◆ **Job**: Starting at the first line and ending at the line containing "[19,49,46,59]", both included, write every line out again, shifting each bounding-box coordinate up by 7. Leave the picture out.

────────────────

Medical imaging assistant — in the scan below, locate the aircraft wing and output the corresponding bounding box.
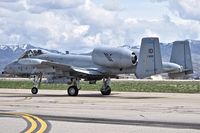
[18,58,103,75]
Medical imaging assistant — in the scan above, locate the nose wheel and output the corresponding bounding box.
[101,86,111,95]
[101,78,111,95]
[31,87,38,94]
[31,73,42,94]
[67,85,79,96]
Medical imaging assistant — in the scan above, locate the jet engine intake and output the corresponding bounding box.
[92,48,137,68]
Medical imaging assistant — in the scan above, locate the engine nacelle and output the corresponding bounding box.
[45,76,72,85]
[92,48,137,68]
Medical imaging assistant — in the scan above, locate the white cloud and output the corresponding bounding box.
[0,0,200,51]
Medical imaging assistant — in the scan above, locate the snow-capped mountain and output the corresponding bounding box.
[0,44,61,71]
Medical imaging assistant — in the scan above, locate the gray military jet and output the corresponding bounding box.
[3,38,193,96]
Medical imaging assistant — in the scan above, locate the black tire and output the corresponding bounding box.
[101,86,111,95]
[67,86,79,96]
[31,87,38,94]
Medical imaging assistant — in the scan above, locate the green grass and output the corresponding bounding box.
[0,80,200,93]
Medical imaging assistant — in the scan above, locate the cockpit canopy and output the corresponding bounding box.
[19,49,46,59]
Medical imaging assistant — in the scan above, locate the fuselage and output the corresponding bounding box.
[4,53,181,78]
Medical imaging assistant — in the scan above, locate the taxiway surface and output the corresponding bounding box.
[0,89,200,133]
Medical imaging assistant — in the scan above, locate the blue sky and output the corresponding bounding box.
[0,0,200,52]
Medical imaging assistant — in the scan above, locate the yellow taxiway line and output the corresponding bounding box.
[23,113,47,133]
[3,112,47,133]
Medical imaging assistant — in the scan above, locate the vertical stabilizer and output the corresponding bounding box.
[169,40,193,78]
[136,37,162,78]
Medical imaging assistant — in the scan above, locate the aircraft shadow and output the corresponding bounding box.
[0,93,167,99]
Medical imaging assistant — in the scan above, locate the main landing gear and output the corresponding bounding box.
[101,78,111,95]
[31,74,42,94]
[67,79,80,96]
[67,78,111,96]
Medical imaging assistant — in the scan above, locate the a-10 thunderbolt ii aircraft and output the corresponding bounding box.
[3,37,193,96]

────────────────

◆ **Solution**:
Medical imaging assistant — in the scan below, locate the aircraft wing and output the corresponding bounding box.
[25,65,110,82]
Medical imaging assistant — in the scan above, locate the nose wheel and output the corresponding bounding box.
[108,93,118,102]
[108,85,118,102]
[38,94,45,101]
[38,80,49,101]
[74,92,86,103]
Medical imaging assistant — in the scan above, locate the jet engine intake and output the corresponding bounding box.
[99,55,144,75]
Medical imaging assistant — in the scan above, locate the engine nacelle and output the corresponding bounding box.
[52,83,79,92]
[99,55,144,75]
Medical imaging assistant — in the scan above, locate the white cloud and output the corresponding bounding box.
[7,7,207,58]
Medical imaging assistant — in the scan above, locate the snow-capped mountain and output the corresponding bounding box.
[7,51,68,78]
Medical imaging assistant — in the scan above, locate the gray military jet and output the corresponding bounding box.
[10,45,200,103]
Medical imaging assistant — in the scan above, locate the black tire and output the corresponding bounding box.
[108,93,118,102]
[74,93,86,103]
[38,94,45,101]
Medical imaging assistant — in the scan above, locate the green grass and output the corresponding bounding box.
[7,87,207,100]
Medical imaging assistant — in the scan above, locate the cockpit canopy and output the corresponding bounding box.
[26,56,53,66]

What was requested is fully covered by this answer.